• _KUTIPAN YANG DISEDIAKAN_
=-=-=-=-=

Setelah perang, Pridi berusaha mempertahankan basis kekuasaannya melalui kontrol polisi, polisi militer, dan anggota Gerakan Thai Bebas. Kedutaan Besar AS di Thailand mengkritik hal ini sebagai "gudang senjata pribadi tentara pribadi." Pada Januari 1946, setelah pemilihan umum baru menggantikan parlemen lama yang dibubarkan setelah perang berakhir, Pridi, melihat bahwa pandangan politik Khuang telah berubah dari Partai Revolusioner yang asli, mendukung Direk Chaiyanam sebagai perdana menteri. Namun, Khuang menang. Partai Demokrat pimpinan Khuang kemudian membentuk pemerintahan singkat antara Januari hingga Maret 1946. Setelah itu, pemerintah tidak setuju dengan rancangan undang-undang yang telah disahkan parlemen, sehingga mengundurkan diri. Partai Saha Chip dan Partai Naew Ratthathammanun mendukung Pridi untuk menjabat sebagai perdana menteri. Ia menegosiasikan revisi "Perjanjian Lengkap" di mana Britania Raya harus membeli beras Thailand alih-alih menerimanya secara gratis. Ia adalah pendiri Perpustakaan Damrong Rajanubhab. Konstitusi Thailand 1946, yang dianggap paling demokratis karena kedua majelis (Dewan Perwakilan Rakyat dan Senat) berasal dari pemilihan umum, juga diumumkan pada masa jabatannya. Pejabat diplomatik Amerika menilai bahwa kebijakan pemerintahannya "tidak ada campuran sosialisme," kecuali dukungan untuk koperasi petani dan perusahaan milik negara.
Pada pagi 9 Juni 1946, Raja Ananda Mahidol ditemukan meninggal di tempat tidurnya di Baromphiman Mansion di Istana Raja, akibat luka tembak di kepala. Pada Oktober 1946, sebuah komisi memutuskan bahwa kematian Raja tidak mungkin terjadi secara tidak sengaja, tetapi juga tidak dapat dibuktikan secara memuaskan apakah itu bunuh diri atau pembunuhan. Sulak Sivaraksa, seorang konservatif dan monarkis terkemuka, menulis bahwa peran Pridi dalam peristiwa itu adalah ia melindungi anggota keluarga kerajaan yang bertanggung jawab dan mencegah penangkapan seseorang yang menghancurkan bukti. Namun, ketika pemerintahnya tidak dapat menyelesaikan kasus tersebut, lawan-lawan politiknya dengan cepat menyalahkannya; bahkan ada yang menuduhnya sebagai dalang di balik pembunuhan tersebut.

=-=-=-=-=

Catatan dataset

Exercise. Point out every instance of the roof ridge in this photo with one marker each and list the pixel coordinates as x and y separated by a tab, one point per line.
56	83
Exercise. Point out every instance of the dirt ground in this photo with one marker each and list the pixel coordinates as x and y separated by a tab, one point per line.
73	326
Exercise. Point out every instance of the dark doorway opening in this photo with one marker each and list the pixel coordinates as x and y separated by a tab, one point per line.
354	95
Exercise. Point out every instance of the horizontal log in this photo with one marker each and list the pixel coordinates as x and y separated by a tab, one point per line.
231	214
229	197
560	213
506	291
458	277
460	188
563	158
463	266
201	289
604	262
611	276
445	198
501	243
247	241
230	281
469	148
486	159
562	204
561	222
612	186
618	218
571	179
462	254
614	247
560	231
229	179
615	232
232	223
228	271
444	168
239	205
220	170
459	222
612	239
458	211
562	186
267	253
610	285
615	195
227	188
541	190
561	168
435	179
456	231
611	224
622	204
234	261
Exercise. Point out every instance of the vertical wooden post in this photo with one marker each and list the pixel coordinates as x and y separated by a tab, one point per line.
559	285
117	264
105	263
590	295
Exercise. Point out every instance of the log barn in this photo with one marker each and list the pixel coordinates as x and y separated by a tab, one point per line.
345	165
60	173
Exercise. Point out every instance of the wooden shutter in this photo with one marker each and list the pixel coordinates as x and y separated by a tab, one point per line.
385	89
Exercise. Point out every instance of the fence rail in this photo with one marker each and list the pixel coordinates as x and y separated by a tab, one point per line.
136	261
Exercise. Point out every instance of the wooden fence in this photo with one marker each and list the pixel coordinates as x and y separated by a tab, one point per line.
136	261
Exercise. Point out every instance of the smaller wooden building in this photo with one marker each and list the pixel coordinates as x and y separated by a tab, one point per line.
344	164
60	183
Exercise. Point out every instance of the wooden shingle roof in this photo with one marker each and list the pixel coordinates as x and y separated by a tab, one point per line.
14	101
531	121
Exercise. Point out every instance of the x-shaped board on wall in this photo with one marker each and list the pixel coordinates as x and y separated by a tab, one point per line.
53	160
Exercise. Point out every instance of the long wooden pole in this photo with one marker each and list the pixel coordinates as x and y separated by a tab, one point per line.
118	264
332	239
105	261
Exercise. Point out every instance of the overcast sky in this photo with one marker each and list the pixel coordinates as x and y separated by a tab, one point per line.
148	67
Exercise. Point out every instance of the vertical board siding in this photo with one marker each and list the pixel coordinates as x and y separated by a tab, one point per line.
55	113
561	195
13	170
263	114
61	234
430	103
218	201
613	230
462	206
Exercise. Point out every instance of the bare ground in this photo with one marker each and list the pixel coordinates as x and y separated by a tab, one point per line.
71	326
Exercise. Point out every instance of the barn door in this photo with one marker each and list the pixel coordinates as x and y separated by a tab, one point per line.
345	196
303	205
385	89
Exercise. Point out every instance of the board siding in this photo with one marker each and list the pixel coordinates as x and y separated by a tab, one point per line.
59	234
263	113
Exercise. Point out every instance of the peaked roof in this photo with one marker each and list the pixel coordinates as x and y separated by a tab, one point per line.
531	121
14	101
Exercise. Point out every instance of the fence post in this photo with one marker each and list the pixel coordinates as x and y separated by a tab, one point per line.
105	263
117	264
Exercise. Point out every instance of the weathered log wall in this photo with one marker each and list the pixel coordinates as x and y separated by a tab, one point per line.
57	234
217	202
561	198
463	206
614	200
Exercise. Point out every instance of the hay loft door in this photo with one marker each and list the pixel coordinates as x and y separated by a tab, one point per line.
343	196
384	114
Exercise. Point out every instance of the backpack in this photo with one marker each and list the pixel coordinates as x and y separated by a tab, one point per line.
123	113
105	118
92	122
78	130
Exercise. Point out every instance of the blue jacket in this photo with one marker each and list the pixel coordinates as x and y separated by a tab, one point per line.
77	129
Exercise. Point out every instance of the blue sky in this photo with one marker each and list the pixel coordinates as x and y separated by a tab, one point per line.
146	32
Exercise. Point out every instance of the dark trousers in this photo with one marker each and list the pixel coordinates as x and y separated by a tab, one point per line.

=-=-=-=-=

• _TINDAKAN YANG DIPERLUKAN_
(a) Dalam kutipan tentang Pridi dan politik Thailand pascaperang, siapa yang didukung Pridi sebagai perdana menteri pada Januari 1946?
(b) Tuliskan lanjutan kutipan tentang Pridi dan politik Thailand pascaperang, dimulai setelah kalimat terakhirnya.

• _JAWABAN TIAP TUGAS_
(a) Direk Chaiyanam.

(b)
Setelah pemilihan umum, Pridi mengundurkan diri sebagai perdana menteri, kembali menjabat sebagai negarawan senior, dan melakukan tur dunia, mengunjungi Jenderal Chiang Kai-shek dan Presiden AS Harry S. Truman.
Awal November 1946, setelah Pridi mengundurkan diri sebagai perdana menteri, ia diundang oleh beberapa negara untuk mengunjungi mereka. Pemerintah Thailand mengetahui hal ini dan mengangkatnya sebagai duta niat baik. Ia mengunjungi Tiongkok sebagai negara pertama, kemudian Filipina, Amerika Serikat, Britania Raya, Prancis, Swiss, Denmark, Swedia, dan Norwegia, total sembilan negara. Ia kembali ke Bangkok pada 20 Februari 1947. Thailand menjadi anggota ke-55 Perserikatan Bangsa-Bangsa pada 16 Desember 1946. Pridi menggunakan hubungan pribadinya dengan Presiden Prancis Charles de Gaulle dan pemimpin Soviet Joseph Stalin untuk mencegah kedua negara tersebut, sebagai anggota tetap Dewan Keamanan Perserikatan Bangsa-Bangsa, menggunakan hak veto terhadap keanggotaan Thailand.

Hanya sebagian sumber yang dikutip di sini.